Problem details:
Pull out every line in the entries below that contains the word "coordinates".

Data shown:
-- Begin --

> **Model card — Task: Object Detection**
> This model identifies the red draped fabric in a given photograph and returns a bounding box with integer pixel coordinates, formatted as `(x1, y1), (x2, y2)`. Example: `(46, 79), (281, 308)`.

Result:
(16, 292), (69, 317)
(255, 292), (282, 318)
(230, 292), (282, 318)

-- End --

Answer for this exercise:
> This model identifies the red draped fabric in a given photograph and returns a bounding box with integer pixel coordinates, formatted as `(x1, y1), (x2, y2)`. Example: `(46, 79), (281, 308)`.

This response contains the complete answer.